(Records from a collection)
.....

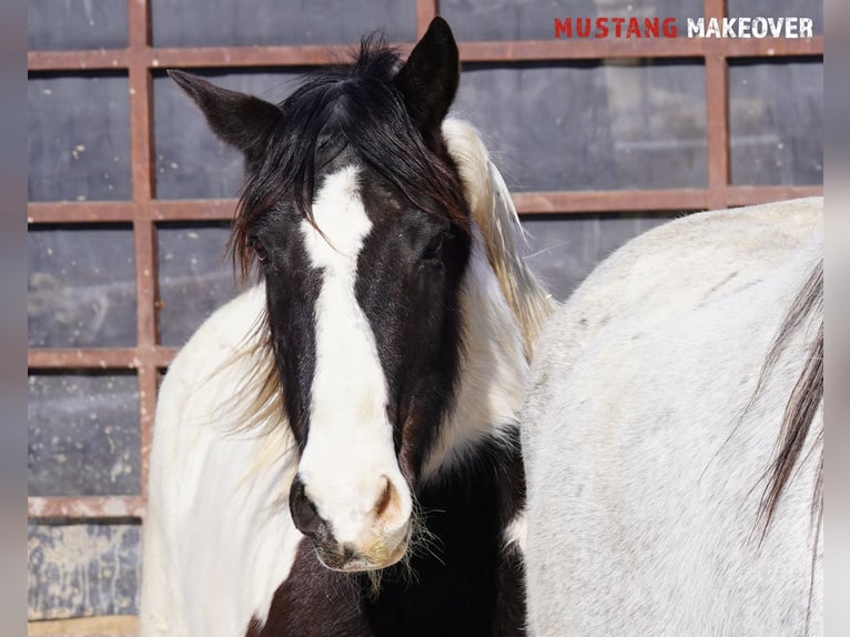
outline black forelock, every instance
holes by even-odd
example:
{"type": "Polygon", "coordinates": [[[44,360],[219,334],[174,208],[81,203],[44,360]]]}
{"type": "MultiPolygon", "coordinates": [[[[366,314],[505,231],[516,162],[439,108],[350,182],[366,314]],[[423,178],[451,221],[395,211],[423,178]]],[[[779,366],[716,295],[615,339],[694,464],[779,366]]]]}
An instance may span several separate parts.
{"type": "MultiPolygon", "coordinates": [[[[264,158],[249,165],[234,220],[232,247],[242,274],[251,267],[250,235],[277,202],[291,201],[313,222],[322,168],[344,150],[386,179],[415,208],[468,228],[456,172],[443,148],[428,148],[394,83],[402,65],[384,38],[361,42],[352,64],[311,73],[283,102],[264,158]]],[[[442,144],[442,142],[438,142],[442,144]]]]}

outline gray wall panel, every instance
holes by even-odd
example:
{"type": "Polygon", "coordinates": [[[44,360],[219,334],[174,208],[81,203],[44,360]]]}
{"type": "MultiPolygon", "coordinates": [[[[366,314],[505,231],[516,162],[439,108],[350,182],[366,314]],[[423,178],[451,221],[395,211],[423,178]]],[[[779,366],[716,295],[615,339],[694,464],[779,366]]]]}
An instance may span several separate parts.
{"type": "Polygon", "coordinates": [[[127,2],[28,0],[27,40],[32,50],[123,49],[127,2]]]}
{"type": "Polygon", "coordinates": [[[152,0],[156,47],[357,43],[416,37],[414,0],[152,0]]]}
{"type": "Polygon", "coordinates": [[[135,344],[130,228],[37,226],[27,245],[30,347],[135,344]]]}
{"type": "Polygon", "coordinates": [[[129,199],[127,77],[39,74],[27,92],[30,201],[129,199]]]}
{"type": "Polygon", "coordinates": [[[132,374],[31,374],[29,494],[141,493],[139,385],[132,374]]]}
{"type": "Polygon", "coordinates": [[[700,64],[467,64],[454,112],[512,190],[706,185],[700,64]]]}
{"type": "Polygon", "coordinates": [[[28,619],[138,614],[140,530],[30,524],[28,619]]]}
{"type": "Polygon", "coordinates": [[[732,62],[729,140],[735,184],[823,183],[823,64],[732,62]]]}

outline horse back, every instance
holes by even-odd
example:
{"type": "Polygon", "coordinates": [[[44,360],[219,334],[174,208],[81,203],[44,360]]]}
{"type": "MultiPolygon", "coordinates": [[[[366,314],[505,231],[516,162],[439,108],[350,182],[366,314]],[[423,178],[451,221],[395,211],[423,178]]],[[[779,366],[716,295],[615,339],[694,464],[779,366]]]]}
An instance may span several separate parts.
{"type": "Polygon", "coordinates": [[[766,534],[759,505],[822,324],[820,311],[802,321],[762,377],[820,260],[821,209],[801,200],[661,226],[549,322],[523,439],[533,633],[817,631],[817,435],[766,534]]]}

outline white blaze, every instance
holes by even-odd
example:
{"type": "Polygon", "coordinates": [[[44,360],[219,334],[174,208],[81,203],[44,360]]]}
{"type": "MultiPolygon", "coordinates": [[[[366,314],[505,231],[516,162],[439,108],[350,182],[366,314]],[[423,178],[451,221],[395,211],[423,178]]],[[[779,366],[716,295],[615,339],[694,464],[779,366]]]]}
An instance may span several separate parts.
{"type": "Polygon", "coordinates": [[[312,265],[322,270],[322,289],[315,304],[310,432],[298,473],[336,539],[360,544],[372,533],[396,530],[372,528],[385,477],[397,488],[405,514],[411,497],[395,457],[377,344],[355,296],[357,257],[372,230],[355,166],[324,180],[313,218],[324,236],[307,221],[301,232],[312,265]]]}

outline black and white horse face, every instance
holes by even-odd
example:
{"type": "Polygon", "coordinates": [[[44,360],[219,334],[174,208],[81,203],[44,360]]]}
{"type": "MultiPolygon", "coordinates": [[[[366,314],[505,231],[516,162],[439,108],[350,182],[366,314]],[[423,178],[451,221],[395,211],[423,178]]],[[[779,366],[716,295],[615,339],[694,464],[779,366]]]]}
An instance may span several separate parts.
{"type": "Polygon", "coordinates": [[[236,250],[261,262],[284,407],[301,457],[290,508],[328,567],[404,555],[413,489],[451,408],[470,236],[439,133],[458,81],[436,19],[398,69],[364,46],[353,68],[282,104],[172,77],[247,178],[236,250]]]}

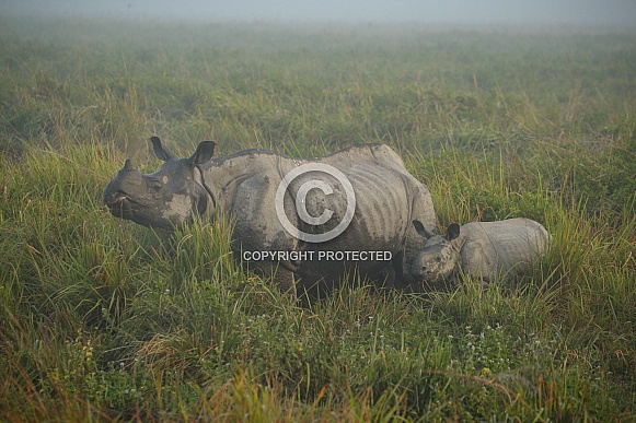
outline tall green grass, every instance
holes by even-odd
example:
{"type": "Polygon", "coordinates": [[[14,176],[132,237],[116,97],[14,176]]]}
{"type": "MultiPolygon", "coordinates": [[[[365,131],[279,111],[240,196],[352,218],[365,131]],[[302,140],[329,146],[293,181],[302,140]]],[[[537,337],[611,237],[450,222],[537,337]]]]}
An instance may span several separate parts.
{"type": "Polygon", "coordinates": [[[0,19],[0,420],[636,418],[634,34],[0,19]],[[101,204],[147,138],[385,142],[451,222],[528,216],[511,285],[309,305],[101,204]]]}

.....

Show every line of the records above that contains the string "horse", matching case exactly.

#### Solution for this problem
outline horse back, every instance
outline black and white horse face, every instance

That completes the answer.